▶ _TASK ITEM_
Write the records out again, exactly as they stand below.

▶ _TASK INPUT_
-----

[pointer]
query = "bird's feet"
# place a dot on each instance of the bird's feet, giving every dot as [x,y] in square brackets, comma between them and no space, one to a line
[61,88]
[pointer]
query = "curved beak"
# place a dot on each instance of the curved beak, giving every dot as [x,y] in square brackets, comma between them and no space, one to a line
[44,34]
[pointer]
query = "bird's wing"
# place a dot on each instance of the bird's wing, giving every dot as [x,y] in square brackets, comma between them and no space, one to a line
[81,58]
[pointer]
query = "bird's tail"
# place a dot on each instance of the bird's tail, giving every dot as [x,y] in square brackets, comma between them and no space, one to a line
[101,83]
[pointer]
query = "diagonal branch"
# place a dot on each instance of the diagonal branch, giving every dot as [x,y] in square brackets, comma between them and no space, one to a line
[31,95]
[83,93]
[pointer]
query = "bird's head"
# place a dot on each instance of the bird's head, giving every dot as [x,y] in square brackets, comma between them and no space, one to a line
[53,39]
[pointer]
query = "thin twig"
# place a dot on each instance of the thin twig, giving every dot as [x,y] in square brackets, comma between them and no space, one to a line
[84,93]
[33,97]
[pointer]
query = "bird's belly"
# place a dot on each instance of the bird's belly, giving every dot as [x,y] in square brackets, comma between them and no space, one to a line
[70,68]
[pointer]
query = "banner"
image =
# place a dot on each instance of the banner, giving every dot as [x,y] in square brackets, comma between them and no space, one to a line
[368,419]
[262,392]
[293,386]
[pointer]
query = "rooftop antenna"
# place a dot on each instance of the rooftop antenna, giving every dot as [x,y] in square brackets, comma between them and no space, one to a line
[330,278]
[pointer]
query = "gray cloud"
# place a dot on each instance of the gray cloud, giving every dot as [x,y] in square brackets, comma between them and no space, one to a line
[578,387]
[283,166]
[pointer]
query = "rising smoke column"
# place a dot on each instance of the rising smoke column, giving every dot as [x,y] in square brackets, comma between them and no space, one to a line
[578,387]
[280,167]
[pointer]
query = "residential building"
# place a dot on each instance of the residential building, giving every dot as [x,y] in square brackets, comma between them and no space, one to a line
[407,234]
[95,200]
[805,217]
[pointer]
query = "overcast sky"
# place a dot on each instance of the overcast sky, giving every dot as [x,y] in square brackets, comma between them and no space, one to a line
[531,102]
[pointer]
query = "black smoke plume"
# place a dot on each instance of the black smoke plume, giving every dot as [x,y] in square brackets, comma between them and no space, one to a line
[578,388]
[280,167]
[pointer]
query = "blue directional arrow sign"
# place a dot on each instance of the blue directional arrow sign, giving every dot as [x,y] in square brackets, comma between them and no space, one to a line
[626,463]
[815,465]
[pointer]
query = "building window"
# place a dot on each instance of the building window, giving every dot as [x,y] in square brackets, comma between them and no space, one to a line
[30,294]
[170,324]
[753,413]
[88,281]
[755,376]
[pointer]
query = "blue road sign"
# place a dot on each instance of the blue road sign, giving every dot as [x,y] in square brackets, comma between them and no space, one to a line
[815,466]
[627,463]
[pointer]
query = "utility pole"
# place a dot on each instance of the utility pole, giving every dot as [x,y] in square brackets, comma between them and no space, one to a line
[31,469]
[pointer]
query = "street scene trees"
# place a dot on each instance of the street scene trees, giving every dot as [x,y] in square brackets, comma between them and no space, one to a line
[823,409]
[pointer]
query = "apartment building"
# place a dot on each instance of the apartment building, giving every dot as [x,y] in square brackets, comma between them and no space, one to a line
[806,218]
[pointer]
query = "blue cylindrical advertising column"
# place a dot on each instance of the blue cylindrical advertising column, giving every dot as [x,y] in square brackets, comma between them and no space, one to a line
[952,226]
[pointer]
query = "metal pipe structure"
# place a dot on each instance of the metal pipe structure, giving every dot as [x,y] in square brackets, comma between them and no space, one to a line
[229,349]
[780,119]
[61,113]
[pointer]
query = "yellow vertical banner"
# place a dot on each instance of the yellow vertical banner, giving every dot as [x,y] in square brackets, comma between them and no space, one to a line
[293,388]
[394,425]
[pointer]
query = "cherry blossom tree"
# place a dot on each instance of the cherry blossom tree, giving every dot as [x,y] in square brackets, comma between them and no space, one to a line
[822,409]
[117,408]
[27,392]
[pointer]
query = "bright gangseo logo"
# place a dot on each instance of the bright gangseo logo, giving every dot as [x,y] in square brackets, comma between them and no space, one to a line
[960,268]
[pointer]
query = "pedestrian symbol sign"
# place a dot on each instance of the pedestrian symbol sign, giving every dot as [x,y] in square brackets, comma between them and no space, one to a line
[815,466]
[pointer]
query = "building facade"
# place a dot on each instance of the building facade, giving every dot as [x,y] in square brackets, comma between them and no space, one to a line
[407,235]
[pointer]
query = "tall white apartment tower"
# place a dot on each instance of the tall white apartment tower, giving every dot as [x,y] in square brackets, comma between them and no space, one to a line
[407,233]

-----

▶ _SOLUTION FOR THIS EXERCISE_
[pointer]
query = "bird's feet"
# place a dot on each instance of the bird's feet, giving every dot as [x,y] in square brackets, comma between them and no space, one to a line
[61,88]
[pointer]
query = "curved beak"
# place a dot on each instance of the curved beak, giving every dot as [x,y] in square brackets, comma between them and no space, one to a line
[44,34]
[pointer]
query = "bird's wing"
# place a dot on each instance of the bird's wing, giving every dot as [x,y] in square brackets, comma between them and no space, one to a line
[81,58]
[pointer]
query = "bird's tail"
# place a dot on each instance of the bird's tail, giving every dot as [x,y] in square brackets, comma between them and no space, one to a line
[101,83]
[pointer]
query = "diagonal branch"
# place a dot on each instance of the diagonal branch, giving every dot as [x,y] in square brackets, comma between them and no space, one to a line
[31,95]
[83,93]
[pointer]
query = "bird's head"
# place a dot on each instance of the bird's head, giving every dot as [x,y] in square brackets, comma between them and no space, one to a line
[53,39]
[pointer]
query = "thin twig"
# place a dot on each instance of the thin twig, giving every dot as [x,y] in square brackets, comma between them and no space, one to a line
[84,93]
[33,97]
[pointer]
query = "bird's belly"
# place a dot on each instance of the bird's belly, giving every dot as [x,y] in square brackets, comma between them and no space, one to a line
[70,68]
[pointer]
query = "banner"
image =
# place a dot on each instance of the banner, giving every dot as [x,y] in square brackets, comma between them and no space, one to a line
[368,419]
[262,392]
[293,386]
[pointer]
query = "rooftop antenna"
# place a dot on each instance of the rooftop antenna, giving every dot as [x,y] in square brackets, comma between them and no space, one to a line
[330,278]
[pointer]
query = "gray cloud"
# place a dot on each instance of the gray cloud, giving every dot as [x,y] in square brackets, comma between them and no space, one to a line
[578,387]
[283,166]
[pointer]
query = "rising smoke column"
# place a dot on each instance of the rising smoke column, giving every dot as [x,y] in square brackets, comma between them and no space, one to a line
[578,387]
[280,167]
[pointer]
query = "residential building"
# place a dot on each instance of the residential building, giving every dot as [x,y] in square brackets, comma between them and no space, one to a line
[407,234]
[95,200]
[805,217]
[pointer]
query = "overcast sky"
# place a dot on each instance of the overcast sky, giving every dot as [x,y] in square brackets, comma between them and no space, one to a line
[531,102]
[pointer]
query = "black smoke plume"
# place a dot on each instance of the black smoke plume, giving every dot as [x,y] in square brackets, comma between them and no space, one to a line
[578,388]
[280,167]
[pointer]
query = "blue directional arrow sign"
# place a dot on each instance of the blue directional arrow sign, giving every dot as [x,y] in square brackets, comma between them and no space, one to a line
[626,463]
[815,465]
[pointer]
query = "building window"
# place a dot on each instance of the building window, giving every dot as [x,y] in square brackets, comma between them and no space, one to a line
[30,294]
[170,324]
[753,413]
[88,281]
[755,376]
[pointer]
query = "blue road sign"
# place a dot on each instance of the blue road sign, giving every dot as [x,y] in square brackets, comma between them and no space, one to a line
[815,466]
[627,463]
[pointer]
query = "utility pole"
# place a dot on each instance of the utility pole, giving every dot as [x,y] in square brackets, comma between them and no space, one to a line
[31,469]
[pointer]
query = "street scene trees"
# place a dot on each instance of the street scene trees, giving every dot as [x,y] in square brackets, comma between them and no space, one to a line
[823,409]
[pointer]
query = "apartment building"
# place a dot on each instance of the apartment building, giving every dot as [x,y] in square brackets, comma between them and no space, one to a line
[806,218]
[pointer]
query = "blue cylindrical advertising column"
# place a dot on each instance of the blue cylindrical advertising column, giving every dot as [x,y] in square brackets, comma between them and no space, one to a line
[952,226]
[pointer]
query = "metal pipe structure"
# place a dot on each instance of the metal pipe structure, giving every dot as [x,y] in square brackets, comma between them and no space, one to a line
[229,349]
[780,119]
[61,113]
[pointer]
query = "yellow vertical banner"
# place a dot on each instance of the yellow vertical banner, giving every dot as [x,y] in square brackets, comma between them and no space, one to a line
[293,388]
[394,425]
[pointer]
query = "cherry blossom tree"
# place a dot on each instance of the cherry blossom tree, giving every dot as [x,y] in square brackets, comma between them and no space, one to a line
[822,409]
[117,408]
[27,392]
[pointer]
query = "bright gangseo logo"
# place a dot on each instance of the bright gangseo logo, giving every dot as [x,y] in square brackets, comma between them and no space, one to a line
[960,268]
[pointer]
query = "pedestrian symbol sign"
# place a dot on each instance of the pedestrian symbol sign, giving every dot as [x,y] in square brackets, comma between them and no space, one to a line
[815,466]
[pointer]
query = "building facade"
# place a dot on each instance of the building facade, giving every dot as [x,y] in square brackets, comma between them and no space, one to a line
[407,235]
[pointer]
query = "tall white apartment tower"
# place a dot on each instance of the tall white apartment tower, giving every dot as [x,y] in square brackets, comma between them and no space, one to a line
[407,233]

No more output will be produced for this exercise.